Task objective: Exactly the lines from the one containing "Reviewer note: make sure each instance of the orange" to the last line of the records, inclusive, are to be transcribed; include no others.

Natural-language object grounding data:
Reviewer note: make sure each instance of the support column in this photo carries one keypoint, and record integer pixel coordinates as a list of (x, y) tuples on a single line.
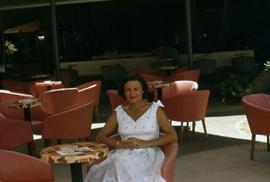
[(189, 34), (55, 41)]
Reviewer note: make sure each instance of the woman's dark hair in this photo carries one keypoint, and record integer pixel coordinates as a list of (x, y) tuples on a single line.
[(134, 78)]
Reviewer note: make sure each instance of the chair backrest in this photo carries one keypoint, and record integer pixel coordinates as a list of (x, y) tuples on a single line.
[(115, 99), (74, 123), (89, 91), (39, 87), (150, 71), (58, 100), (192, 75), (113, 72), (9, 96), (187, 106), (151, 78), (15, 166), (14, 86), (179, 87), (257, 110), (14, 133)]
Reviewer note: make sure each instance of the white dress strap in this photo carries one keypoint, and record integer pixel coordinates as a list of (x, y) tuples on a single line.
[(118, 108), (158, 103)]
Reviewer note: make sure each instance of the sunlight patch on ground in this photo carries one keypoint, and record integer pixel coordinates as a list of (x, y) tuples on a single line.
[(235, 126)]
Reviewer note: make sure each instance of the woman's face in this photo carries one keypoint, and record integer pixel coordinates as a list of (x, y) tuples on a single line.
[(133, 91)]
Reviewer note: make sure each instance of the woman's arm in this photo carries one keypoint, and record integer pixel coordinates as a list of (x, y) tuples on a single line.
[(164, 124), (107, 130)]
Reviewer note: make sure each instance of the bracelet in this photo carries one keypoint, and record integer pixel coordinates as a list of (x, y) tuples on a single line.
[(118, 143)]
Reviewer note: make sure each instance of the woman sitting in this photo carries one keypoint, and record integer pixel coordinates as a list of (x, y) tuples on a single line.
[(136, 156)]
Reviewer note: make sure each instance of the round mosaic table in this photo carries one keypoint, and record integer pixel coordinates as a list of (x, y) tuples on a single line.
[(75, 154)]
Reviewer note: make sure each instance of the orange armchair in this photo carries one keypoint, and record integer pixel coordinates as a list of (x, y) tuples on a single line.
[(257, 109), (179, 87), (73, 123), (186, 107), (7, 96), (37, 113), (20, 167), (39, 87), (89, 92), (58, 100), (192, 75), (14, 133), (115, 99), (150, 71), (151, 78)]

Exercise solution:
Reviewer note: make sure each instance of the orange armchair in this photo carries one keypoint, and record integer pixel coordinates as a list of (x, y) tuples on a single line.
[(257, 109), (179, 87), (73, 123), (186, 107), (7, 96), (37, 113), (20, 167), (39, 87), (89, 92), (58, 100), (192, 75), (14, 133), (115, 99), (150, 71), (151, 78)]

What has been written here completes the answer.